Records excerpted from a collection
Content starts
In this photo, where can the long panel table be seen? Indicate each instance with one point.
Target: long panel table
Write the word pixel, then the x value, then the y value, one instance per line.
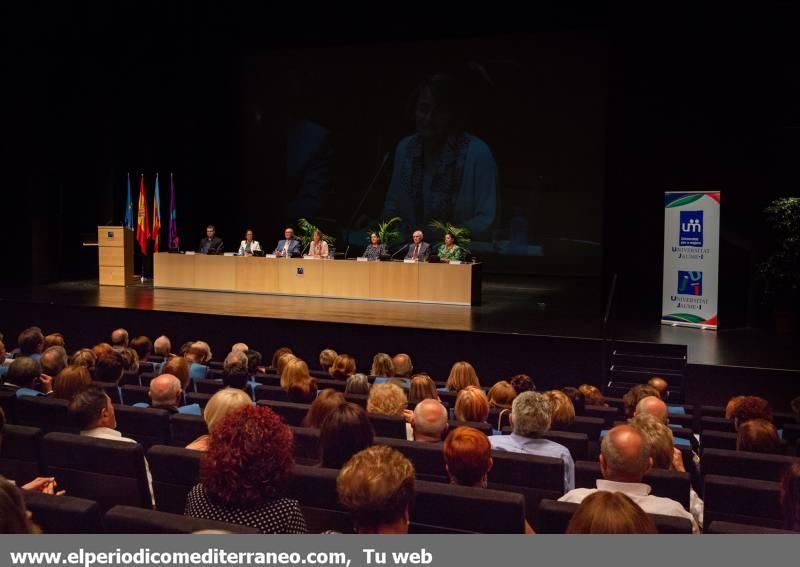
pixel 457 284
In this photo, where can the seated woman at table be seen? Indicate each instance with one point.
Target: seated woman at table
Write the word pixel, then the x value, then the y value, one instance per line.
pixel 248 245
pixel 375 249
pixel 450 250
pixel 317 248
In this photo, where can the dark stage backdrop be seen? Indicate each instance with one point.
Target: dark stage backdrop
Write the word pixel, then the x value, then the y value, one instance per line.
pixel 523 166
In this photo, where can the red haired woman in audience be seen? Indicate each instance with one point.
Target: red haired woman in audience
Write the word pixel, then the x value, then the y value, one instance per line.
pixel 244 471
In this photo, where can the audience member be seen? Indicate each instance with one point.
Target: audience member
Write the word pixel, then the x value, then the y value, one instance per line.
pixel 70 382
pixel 327 400
pixel 243 472
pixel 357 384
pixel 462 374
pixel 345 431
pixel 758 436
pixel 430 421
pixel 610 513
pixel 224 402
pixel 530 419
pixel 624 460
pixel 377 487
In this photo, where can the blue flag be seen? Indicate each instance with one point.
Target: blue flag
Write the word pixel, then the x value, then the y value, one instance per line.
pixel 129 207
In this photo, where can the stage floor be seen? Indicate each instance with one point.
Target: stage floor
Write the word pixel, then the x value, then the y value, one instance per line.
pixel 556 307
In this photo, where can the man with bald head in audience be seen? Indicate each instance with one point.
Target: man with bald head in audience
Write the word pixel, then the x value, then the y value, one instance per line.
pixel 624 460
pixel 119 339
pixel 165 393
pixel 430 421
pixel 402 366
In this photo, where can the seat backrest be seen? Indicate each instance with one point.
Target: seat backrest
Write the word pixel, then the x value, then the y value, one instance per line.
pixel 108 472
pixel 20 453
pixel 47 413
pixel 147 426
pixel 292 414
pixel 63 514
pixel 577 443
pixel 175 471
pixel 745 464
pixel 275 393
pixel 520 469
pixel 741 500
pixel 130 520
pixel 393 426
pixel 183 429
pixel 135 395
pixel 553 518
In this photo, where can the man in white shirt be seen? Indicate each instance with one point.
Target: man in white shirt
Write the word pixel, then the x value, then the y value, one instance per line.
pixel 624 460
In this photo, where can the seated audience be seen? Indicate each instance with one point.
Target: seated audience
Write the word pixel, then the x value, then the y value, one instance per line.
pixel 345 431
pixel 389 399
pixel 462 374
pixel 610 513
pixel 530 418
pixel 327 400
pixel 472 405
pixel 343 367
pixel 143 347
pixel 53 360
pixel 790 497
pixel 758 436
pixel 377 487
pixel 119 338
pixel 221 404
pixel 244 471
pixel 592 395
pixel 25 377
pixel 624 460
pixel 563 415
pixel 430 421
pixel 422 387
pixel 357 384
pixel 402 366
pixel 71 381
pixel 522 383
pixel 326 358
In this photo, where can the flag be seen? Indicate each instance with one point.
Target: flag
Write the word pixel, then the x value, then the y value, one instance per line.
pixel 129 207
pixel 156 217
pixel 173 241
pixel 142 228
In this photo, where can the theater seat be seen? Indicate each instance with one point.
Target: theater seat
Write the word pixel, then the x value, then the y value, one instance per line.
pixel 553 518
pixel 63 514
pixel 175 471
pixel 20 453
pixel 148 426
pixel 130 520
pixel 108 472
pixel 741 500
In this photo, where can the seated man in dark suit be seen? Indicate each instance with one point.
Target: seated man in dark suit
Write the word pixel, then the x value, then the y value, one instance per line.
pixel 211 244
pixel 419 249
pixel 288 246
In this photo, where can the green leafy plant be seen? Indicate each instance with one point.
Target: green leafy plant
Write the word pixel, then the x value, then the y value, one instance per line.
pixel 780 272
pixel 307 232
pixel 461 233
pixel 386 233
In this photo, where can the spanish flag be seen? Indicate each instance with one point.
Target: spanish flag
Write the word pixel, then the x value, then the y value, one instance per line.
pixel 142 225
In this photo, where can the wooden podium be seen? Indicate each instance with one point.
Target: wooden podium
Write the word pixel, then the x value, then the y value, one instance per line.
pixel 115 255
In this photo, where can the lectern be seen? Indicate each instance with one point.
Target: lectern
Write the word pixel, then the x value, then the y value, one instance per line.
pixel 115 244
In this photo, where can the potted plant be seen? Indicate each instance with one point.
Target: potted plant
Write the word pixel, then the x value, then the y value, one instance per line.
pixel 780 272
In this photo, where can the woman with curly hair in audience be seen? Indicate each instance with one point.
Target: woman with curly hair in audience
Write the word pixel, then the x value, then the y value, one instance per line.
pixel 242 476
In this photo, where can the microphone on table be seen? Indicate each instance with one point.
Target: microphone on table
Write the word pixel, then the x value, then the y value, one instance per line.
pixel 400 250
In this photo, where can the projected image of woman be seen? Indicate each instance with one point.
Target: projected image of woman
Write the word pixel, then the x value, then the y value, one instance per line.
pixel 442 172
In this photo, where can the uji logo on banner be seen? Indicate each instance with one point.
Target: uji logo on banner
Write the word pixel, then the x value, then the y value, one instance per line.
pixel 690 283
pixel 691 228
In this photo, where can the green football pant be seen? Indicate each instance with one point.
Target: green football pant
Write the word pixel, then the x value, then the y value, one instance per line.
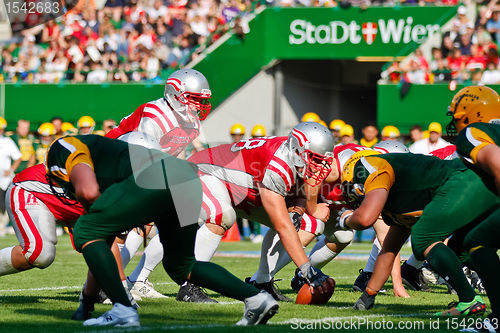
Content ends
AIM OF THE TASK - Please write out, exactly as they appear above, only the lines in the stretch from the line with "In this photo, where can the seated man" through the line with "In this photo, where can the green leafy".

EXERCISE RESULT -
In this photo, where can the seated man in dark suit be seen? Indicate each instance with one point.
Target: seated man in dark suit
Write the word pixel, then the x value, then the y value, one instance per line.
pixel 211 244
pixel 419 249
pixel 288 246
In this photo, where can the green leafy plant be seen? Indicate each instance with one point.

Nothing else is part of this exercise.